(Location labeling rows)
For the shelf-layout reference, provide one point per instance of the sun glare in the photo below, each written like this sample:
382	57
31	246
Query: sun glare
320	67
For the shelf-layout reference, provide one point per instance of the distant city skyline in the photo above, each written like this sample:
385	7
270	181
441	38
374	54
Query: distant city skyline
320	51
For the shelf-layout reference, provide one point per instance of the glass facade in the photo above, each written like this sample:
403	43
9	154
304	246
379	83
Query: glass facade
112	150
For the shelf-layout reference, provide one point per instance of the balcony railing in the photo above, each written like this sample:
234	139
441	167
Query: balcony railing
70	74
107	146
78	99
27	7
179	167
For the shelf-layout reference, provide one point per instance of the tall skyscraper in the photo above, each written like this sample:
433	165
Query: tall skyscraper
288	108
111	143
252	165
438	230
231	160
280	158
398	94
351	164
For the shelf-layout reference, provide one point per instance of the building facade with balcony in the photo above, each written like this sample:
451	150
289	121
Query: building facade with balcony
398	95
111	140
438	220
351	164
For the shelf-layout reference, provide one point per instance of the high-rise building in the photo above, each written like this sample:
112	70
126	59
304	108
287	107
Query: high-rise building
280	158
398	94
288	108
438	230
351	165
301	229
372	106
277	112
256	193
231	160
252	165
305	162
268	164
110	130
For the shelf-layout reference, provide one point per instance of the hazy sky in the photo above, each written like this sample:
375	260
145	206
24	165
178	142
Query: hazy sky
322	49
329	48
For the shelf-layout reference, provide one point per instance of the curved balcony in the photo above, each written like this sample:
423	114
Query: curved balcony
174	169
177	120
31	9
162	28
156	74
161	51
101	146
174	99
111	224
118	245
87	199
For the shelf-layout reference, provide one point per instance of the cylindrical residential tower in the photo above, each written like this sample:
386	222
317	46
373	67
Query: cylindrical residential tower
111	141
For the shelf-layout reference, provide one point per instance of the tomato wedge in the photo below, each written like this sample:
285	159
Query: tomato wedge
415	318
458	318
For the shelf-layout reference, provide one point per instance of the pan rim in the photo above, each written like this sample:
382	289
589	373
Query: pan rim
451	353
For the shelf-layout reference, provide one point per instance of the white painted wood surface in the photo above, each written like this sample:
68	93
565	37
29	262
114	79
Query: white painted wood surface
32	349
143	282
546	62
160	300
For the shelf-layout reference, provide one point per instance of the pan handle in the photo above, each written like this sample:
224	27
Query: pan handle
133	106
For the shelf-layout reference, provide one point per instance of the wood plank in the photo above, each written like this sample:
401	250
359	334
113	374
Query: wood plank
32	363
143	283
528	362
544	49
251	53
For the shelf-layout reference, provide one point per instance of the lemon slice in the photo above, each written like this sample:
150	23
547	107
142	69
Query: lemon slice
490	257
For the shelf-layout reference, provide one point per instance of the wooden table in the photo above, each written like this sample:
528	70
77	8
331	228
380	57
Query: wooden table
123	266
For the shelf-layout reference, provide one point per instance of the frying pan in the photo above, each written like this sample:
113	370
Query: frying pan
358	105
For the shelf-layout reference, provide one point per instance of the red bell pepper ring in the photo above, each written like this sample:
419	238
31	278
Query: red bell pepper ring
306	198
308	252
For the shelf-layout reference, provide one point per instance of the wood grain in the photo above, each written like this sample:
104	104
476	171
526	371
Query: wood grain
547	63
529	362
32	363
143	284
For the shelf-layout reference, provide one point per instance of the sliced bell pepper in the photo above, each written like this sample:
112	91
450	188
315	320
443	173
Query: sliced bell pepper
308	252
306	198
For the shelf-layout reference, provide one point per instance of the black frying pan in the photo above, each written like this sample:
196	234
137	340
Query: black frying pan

### Problem statement
Write out again the lines from the line with "the wood grain" up to and including the last line of the rows, and only those lines, keeping the requests. Increase every coordinate in the answers by 127, and leave the requests and their sample points unchanged.

### Result of this exercise
For the shelf-layout reference, provide one point per instance of the wood grain in the photo above, each written like this sample:
104	104
476	171
526	371
Query: wood grain
674	190
656	489
159	490
270	411
For the shelf-layout reference, provide one point per instance of the sliced bell pepper in the photo above, each written like this sample:
112	91
450	188
315	320
443	173
Query: sliced bell pepper
435	379
433	325
For the shelf-layout reference, provide one point per instance of the black frying pan in the photo above, each written like this sample:
196	234
137	340
Query: black frying pan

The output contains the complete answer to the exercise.